Directions — Report how many of the lines below contain the string "positive", giving only the number.

Listed entries —
((

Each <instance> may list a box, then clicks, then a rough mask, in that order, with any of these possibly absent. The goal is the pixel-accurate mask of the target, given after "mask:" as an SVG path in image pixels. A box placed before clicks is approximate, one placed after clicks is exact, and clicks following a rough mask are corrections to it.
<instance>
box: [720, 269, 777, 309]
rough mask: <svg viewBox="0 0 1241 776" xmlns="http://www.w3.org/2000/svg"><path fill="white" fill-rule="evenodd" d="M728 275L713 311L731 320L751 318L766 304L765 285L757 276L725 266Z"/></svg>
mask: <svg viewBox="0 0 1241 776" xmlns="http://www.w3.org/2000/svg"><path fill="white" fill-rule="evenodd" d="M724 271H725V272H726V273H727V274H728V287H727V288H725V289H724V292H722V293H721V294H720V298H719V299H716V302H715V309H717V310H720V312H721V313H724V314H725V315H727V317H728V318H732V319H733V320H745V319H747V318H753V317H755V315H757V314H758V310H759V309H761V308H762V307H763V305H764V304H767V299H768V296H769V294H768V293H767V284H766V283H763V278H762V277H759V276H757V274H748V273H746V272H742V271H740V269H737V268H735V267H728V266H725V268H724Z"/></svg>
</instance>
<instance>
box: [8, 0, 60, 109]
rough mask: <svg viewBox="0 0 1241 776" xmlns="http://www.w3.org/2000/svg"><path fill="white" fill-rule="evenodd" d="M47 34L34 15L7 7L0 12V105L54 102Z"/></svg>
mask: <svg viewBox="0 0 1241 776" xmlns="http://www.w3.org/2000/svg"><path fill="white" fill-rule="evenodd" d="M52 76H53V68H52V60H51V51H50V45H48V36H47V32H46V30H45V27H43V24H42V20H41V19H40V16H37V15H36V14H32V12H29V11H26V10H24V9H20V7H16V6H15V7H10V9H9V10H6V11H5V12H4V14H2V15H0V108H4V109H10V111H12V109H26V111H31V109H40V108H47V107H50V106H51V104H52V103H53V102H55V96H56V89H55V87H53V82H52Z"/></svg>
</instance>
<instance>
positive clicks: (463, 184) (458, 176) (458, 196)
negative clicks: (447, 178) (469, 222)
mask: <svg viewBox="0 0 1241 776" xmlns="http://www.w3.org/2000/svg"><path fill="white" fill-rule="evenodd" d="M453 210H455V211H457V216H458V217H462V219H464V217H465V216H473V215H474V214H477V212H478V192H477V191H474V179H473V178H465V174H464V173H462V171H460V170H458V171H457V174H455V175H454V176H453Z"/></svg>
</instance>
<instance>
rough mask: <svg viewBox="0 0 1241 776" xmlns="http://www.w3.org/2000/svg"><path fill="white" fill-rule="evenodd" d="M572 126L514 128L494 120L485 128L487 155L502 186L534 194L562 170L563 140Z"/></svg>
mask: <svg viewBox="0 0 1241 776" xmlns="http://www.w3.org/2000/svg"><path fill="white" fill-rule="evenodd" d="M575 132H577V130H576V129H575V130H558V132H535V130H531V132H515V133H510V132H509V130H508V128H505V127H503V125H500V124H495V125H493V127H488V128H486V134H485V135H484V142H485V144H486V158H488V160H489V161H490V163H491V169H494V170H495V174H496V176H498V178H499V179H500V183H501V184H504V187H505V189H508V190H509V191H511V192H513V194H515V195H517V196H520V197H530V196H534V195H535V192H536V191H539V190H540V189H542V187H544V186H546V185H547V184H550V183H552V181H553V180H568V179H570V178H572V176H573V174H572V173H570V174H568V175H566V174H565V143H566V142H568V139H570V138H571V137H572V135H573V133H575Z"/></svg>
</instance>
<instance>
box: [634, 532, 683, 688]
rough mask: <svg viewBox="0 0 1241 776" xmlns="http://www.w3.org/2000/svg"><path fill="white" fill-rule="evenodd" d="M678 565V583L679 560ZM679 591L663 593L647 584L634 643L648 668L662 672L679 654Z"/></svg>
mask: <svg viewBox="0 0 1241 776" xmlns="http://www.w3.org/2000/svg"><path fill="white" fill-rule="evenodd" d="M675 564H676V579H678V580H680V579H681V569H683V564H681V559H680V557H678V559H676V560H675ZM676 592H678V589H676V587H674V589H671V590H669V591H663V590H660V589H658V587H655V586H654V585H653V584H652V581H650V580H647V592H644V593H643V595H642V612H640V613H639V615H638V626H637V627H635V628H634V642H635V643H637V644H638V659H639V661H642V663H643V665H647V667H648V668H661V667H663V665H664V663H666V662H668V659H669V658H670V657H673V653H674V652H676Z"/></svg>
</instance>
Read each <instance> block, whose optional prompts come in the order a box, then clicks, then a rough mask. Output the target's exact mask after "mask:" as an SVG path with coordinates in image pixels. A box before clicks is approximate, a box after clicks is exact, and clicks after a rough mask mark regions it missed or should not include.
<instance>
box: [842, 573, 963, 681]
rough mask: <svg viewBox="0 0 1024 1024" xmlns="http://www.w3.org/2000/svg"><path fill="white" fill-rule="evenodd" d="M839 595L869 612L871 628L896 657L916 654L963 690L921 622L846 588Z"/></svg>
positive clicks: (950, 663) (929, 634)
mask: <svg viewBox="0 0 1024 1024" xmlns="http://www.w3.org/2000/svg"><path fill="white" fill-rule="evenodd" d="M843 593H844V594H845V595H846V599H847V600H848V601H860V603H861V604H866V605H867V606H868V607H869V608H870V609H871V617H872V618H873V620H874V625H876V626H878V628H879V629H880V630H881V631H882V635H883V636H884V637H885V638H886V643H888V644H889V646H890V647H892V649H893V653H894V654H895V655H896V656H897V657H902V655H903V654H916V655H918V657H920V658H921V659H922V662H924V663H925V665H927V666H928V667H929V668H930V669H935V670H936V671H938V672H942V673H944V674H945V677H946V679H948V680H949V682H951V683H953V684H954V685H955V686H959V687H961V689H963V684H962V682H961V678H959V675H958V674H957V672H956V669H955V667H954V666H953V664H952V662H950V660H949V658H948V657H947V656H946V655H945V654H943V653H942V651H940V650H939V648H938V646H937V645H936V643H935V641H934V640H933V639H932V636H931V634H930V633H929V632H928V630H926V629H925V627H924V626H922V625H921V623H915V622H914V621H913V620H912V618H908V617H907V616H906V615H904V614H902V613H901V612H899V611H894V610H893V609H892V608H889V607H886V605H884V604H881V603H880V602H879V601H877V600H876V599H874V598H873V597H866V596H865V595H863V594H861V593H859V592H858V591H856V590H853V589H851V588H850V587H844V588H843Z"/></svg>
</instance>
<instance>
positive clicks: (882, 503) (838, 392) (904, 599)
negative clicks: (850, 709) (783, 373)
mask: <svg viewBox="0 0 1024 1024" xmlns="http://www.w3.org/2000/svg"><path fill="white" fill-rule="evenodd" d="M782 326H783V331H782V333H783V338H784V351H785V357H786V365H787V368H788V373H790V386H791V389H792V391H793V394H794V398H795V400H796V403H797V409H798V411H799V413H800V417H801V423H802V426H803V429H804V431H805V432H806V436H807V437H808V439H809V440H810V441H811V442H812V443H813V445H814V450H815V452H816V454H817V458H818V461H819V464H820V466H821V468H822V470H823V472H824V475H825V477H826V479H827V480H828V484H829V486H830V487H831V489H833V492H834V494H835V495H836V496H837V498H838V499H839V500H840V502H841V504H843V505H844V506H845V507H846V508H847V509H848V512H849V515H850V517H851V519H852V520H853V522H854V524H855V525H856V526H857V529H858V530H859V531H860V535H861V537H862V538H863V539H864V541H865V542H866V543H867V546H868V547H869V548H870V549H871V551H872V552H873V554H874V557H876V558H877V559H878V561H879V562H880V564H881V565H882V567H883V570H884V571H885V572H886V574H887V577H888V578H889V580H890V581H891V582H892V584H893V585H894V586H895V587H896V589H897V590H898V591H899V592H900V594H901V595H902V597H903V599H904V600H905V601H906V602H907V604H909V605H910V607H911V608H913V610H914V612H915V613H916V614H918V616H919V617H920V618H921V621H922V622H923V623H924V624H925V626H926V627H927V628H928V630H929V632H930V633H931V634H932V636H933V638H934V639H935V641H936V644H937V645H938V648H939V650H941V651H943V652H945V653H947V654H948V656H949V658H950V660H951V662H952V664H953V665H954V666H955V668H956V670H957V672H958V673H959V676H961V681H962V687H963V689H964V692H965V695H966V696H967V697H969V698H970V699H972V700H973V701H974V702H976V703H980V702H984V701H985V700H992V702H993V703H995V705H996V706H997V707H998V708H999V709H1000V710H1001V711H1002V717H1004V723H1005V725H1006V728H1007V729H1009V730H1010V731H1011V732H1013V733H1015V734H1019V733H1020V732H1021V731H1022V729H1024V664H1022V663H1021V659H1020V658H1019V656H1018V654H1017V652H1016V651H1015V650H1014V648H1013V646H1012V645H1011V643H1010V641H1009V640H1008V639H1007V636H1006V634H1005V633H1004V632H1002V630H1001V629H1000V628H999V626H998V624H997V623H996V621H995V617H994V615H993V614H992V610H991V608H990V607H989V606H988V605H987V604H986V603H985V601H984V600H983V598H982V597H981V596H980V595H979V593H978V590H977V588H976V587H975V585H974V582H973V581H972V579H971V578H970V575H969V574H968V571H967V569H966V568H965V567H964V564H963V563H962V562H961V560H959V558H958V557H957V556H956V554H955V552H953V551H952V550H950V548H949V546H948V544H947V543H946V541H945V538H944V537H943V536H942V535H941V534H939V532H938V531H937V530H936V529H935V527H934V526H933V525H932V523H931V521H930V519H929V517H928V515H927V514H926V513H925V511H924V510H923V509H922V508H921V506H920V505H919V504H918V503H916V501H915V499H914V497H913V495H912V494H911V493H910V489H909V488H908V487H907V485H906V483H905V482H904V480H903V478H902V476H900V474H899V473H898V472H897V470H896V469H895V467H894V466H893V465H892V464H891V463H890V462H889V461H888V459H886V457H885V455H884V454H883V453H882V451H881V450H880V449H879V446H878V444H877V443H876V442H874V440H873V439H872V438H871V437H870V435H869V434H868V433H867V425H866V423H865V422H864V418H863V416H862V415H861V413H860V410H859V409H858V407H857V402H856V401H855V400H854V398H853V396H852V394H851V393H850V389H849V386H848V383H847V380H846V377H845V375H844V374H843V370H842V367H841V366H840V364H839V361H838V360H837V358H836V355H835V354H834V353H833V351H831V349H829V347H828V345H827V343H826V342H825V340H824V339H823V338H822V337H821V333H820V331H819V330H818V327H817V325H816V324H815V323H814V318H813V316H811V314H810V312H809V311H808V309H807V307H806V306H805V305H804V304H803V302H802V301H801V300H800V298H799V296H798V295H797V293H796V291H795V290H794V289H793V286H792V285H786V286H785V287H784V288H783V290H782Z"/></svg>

))

Exercise response — 3